▶ [Wymagania zadania] Zaktualizuj wiersze listy od tego, który zawiera "Target: asphalt road surface", aż do końca listy, oba krańce włącznie. Wypisz je ponownie, zamieniając "road" na "street" i nie zmieniając niczego poza tym.
------ Dane wejściowe ------
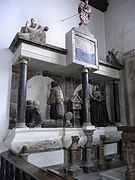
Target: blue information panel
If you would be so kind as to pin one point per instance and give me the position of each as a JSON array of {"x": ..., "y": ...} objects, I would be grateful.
[{"x": 85, "y": 50}]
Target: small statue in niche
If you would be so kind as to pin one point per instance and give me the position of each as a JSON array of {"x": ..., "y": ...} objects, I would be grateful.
[
  {"x": 56, "y": 102},
  {"x": 98, "y": 109},
  {"x": 68, "y": 118},
  {"x": 34, "y": 32},
  {"x": 112, "y": 58},
  {"x": 33, "y": 114},
  {"x": 84, "y": 11}
]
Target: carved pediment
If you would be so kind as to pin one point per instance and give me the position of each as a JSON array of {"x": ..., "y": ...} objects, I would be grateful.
[{"x": 76, "y": 99}]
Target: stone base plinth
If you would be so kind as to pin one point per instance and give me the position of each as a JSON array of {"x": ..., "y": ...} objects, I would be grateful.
[
  {"x": 114, "y": 174},
  {"x": 42, "y": 139},
  {"x": 75, "y": 172}
]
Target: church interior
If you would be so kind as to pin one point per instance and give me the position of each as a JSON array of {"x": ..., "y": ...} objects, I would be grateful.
[{"x": 67, "y": 89}]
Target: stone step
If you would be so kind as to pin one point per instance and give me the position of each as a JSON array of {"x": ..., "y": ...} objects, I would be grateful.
[{"x": 114, "y": 174}]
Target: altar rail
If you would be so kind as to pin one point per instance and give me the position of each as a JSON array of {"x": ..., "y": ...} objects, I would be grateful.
[{"x": 15, "y": 168}]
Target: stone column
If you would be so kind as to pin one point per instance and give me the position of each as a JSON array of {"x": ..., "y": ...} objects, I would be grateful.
[
  {"x": 75, "y": 158},
  {"x": 90, "y": 153},
  {"x": 85, "y": 96},
  {"x": 22, "y": 88},
  {"x": 116, "y": 102},
  {"x": 101, "y": 160}
]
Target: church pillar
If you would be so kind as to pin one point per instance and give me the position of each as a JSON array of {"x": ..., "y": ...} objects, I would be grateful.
[
  {"x": 21, "y": 105},
  {"x": 116, "y": 102},
  {"x": 85, "y": 97}
]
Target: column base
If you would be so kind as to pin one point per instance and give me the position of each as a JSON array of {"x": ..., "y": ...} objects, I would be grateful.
[{"x": 75, "y": 171}]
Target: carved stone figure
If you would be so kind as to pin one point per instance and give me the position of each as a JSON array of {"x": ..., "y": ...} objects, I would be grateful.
[
  {"x": 84, "y": 11},
  {"x": 98, "y": 109},
  {"x": 33, "y": 114},
  {"x": 112, "y": 58},
  {"x": 55, "y": 101},
  {"x": 68, "y": 117},
  {"x": 34, "y": 32}
]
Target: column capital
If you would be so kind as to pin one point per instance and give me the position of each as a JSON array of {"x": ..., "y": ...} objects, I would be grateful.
[{"x": 23, "y": 60}]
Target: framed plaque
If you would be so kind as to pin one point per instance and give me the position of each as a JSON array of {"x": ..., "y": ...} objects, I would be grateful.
[{"x": 84, "y": 50}]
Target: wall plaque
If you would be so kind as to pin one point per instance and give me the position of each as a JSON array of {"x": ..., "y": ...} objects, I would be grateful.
[{"x": 82, "y": 49}]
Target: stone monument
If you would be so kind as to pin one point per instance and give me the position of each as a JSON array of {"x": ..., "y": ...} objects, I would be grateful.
[{"x": 34, "y": 32}]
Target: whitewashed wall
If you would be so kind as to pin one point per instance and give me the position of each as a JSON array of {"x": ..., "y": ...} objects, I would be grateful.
[
  {"x": 5, "y": 82},
  {"x": 120, "y": 25},
  {"x": 14, "y": 14},
  {"x": 119, "y": 34}
]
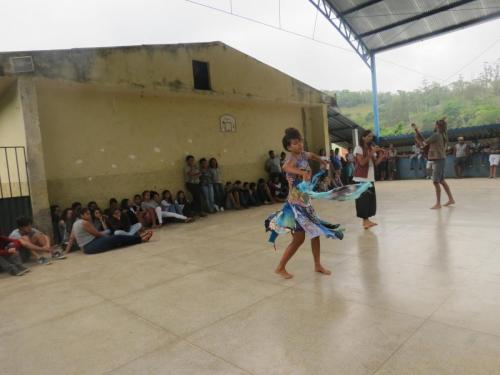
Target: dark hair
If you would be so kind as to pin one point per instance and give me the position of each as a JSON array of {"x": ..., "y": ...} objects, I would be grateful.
[
  {"x": 65, "y": 214},
  {"x": 124, "y": 204},
  {"x": 92, "y": 212},
  {"x": 364, "y": 134},
  {"x": 290, "y": 135},
  {"x": 91, "y": 203},
  {"x": 169, "y": 200},
  {"x": 212, "y": 163},
  {"x": 82, "y": 211},
  {"x": 178, "y": 196},
  {"x": 24, "y": 221}
]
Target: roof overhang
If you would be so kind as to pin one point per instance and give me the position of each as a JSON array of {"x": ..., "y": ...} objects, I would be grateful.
[{"x": 372, "y": 26}]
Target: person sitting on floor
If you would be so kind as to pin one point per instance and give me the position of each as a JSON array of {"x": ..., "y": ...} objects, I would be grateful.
[
  {"x": 34, "y": 243},
  {"x": 65, "y": 225},
  {"x": 119, "y": 224},
  {"x": 92, "y": 241},
  {"x": 278, "y": 190},
  {"x": 98, "y": 220},
  {"x": 148, "y": 205},
  {"x": 169, "y": 204},
  {"x": 163, "y": 213},
  {"x": 10, "y": 261}
]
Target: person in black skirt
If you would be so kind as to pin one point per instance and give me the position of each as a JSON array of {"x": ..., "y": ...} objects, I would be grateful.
[{"x": 367, "y": 157}]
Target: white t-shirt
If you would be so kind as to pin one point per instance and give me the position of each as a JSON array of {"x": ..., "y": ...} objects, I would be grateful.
[{"x": 371, "y": 169}]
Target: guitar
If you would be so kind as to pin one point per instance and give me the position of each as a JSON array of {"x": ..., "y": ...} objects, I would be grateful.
[{"x": 419, "y": 138}]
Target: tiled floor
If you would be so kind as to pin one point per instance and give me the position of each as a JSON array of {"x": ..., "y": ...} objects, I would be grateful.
[{"x": 419, "y": 294}]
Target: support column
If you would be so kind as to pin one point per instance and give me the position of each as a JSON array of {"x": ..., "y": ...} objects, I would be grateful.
[
  {"x": 34, "y": 148},
  {"x": 376, "y": 125}
]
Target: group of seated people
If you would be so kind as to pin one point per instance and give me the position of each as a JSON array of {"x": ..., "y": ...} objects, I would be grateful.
[{"x": 128, "y": 222}]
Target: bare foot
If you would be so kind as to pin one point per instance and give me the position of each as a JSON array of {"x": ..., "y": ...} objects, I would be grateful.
[
  {"x": 283, "y": 273},
  {"x": 146, "y": 236},
  {"x": 322, "y": 270}
]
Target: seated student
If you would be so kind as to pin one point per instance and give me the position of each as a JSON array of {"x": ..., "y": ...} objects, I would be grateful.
[
  {"x": 232, "y": 196},
  {"x": 148, "y": 205},
  {"x": 163, "y": 213},
  {"x": 129, "y": 208},
  {"x": 94, "y": 242},
  {"x": 55, "y": 215},
  {"x": 249, "y": 197},
  {"x": 278, "y": 190},
  {"x": 253, "y": 191},
  {"x": 184, "y": 203},
  {"x": 113, "y": 205},
  {"x": 169, "y": 204},
  {"x": 264, "y": 193},
  {"x": 65, "y": 225},
  {"x": 92, "y": 205},
  {"x": 119, "y": 224},
  {"x": 10, "y": 261},
  {"x": 98, "y": 220},
  {"x": 34, "y": 242}
]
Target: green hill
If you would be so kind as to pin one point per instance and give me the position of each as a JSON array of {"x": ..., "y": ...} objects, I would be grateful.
[{"x": 464, "y": 103}]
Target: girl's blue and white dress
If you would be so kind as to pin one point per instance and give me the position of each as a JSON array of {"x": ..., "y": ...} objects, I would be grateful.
[{"x": 298, "y": 214}]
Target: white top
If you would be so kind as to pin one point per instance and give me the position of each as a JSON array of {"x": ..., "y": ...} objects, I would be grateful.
[
  {"x": 371, "y": 169},
  {"x": 460, "y": 150}
]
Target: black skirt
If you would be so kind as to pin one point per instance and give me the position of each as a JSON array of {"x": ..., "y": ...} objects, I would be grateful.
[{"x": 366, "y": 204}]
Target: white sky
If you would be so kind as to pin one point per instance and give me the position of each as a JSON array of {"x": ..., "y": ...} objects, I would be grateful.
[{"x": 57, "y": 24}]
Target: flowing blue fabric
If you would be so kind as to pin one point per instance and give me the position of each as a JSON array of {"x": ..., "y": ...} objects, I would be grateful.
[{"x": 302, "y": 217}]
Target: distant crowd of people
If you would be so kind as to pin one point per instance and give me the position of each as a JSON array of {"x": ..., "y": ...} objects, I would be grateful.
[{"x": 132, "y": 220}]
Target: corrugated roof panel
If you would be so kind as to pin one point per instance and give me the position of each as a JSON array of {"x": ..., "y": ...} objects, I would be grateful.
[{"x": 421, "y": 23}]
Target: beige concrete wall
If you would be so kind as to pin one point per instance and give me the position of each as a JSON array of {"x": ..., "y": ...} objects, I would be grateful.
[
  {"x": 168, "y": 69},
  {"x": 12, "y": 133},
  {"x": 99, "y": 144}
]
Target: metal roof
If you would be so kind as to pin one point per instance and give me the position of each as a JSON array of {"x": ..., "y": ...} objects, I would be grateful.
[
  {"x": 372, "y": 26},
  {"x": 470, "y": 133},
  {"x": 340, "y": 128}
]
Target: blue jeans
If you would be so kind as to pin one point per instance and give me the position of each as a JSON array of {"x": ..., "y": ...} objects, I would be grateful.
[
  {"x": 208, "y": 194},
  {"x": 134, "y": 229},
  {"x": 105, "y": 243}
]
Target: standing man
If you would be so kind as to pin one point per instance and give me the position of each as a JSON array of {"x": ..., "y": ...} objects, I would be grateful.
[
  {"x": 272, "y": 166},
  {"x": 494, "y": 158},
  {"x": 461, "y": 151},
  {"x": 192, "y": 180},
  {"x": 392, "y": 162}
]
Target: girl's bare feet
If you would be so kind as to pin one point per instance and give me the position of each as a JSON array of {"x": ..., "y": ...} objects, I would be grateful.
[
  {"x": 322, "y": 270},
  {"x": 282, "y": 272},
  {"x": 146, "y": 236},
  {"x": 449, "y": 203}
]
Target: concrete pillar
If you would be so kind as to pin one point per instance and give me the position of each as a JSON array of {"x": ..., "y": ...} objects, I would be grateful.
[{"x": 34, "y": 149}]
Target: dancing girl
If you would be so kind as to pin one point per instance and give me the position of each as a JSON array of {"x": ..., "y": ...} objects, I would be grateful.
[{"x": 297, "y": 215}]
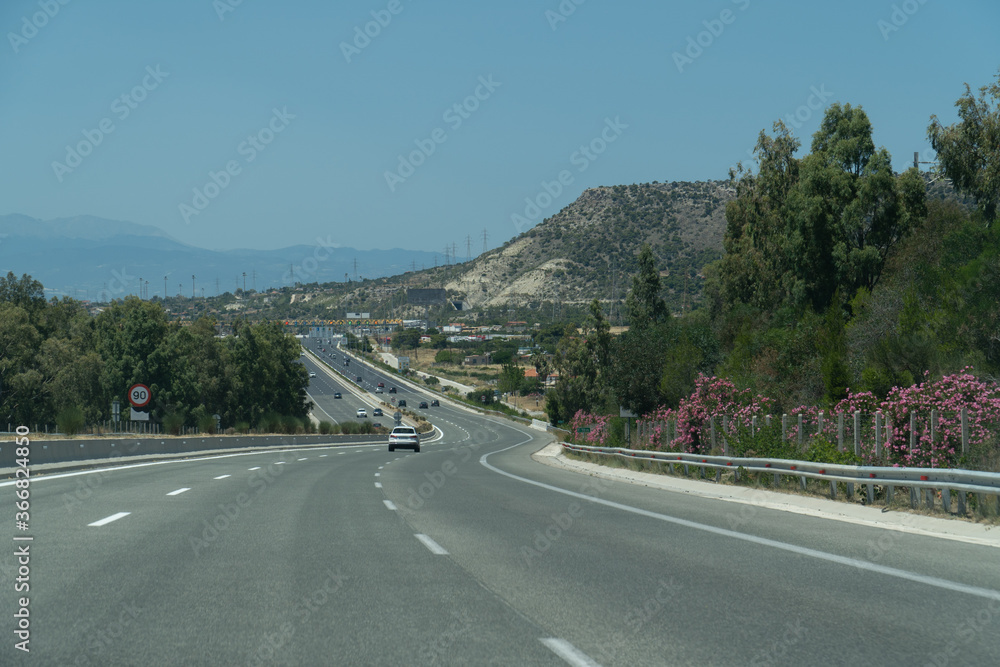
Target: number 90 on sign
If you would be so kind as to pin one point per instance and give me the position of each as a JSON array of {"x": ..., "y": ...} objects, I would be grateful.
[{"x": 138, "y": 395}]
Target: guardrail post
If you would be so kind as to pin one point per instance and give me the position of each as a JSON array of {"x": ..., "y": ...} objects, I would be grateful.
[
  {"x": 857, "y": 433},
  {"x": 965, "y": 431},
  {"x": 878, "y": 436},
  {"x": 840, "y": 432}
]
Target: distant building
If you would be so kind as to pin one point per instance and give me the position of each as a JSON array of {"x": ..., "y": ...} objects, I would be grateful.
[{"x": 477, "y": 360}]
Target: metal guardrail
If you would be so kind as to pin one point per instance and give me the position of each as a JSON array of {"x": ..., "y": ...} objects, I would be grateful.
[{"x": 920, "y": 481}]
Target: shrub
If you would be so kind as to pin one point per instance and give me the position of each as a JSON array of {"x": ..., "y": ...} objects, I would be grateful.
[
  {"x": 270, "y": 422},
  {"x": 173, "y": 420},
  {"x": 203, "y": 419}
]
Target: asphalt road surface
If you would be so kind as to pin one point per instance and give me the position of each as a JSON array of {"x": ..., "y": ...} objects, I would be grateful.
[{"x": 468, "y": 553}]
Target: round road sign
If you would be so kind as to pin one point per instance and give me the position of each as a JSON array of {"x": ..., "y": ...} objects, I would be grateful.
[{"x": 138, "y": 395}]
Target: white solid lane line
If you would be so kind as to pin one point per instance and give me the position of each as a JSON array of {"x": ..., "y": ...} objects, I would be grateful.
[
  {"x": 568, "y": 652},
  {"x": 109, "y": 519},
  {"x": 935, "y": 582},
  {"x": 432, "y": 545}
]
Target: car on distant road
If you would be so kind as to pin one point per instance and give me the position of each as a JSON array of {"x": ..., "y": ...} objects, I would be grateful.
[{"x": 404, "y": 436}]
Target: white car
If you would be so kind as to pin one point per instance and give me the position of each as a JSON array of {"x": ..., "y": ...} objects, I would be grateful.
------
▶ [Odpowiedź do zadania]
Target: asphalt street surface
If you would be so kind as to pin one point per instance and give me the position of each as a JSON array of {"x": ..., "y": ...} objects, I would be grateful.
[{"x": 468, "y": 553}]
Target: round street sign
If you would be so kind as to pin one point per instance and give me the position of each as a JSON array of {"x": ..., "y": ...} objects, I would be grateful.
[{"x": 138, "y": 395}]
Target: white solid lane line
If you would be so kind as to pin one point per instance and give me the position of each as a JSON array of {"x": ..., "y": ...} objects, I would be grateful.
[
  {"x": 568, "y": 652},
  {"x": 109, "y": 519},
  {"x": 935, "y": 582},
  {"x": 432, "y": 545}
]
Target: car on distant street
If you would be so kind as to pin one point per instance and give me the position of each as a JSON array of {"x": ..., "y": ...} objects, I would be grateful.
[{"x": 404, "y": 436}]
Target: white car
If you would be so kind as to pin one point per instance and give me the position of each as a JSON array of {"x": ..., "y": ...} objects, I would be grateful.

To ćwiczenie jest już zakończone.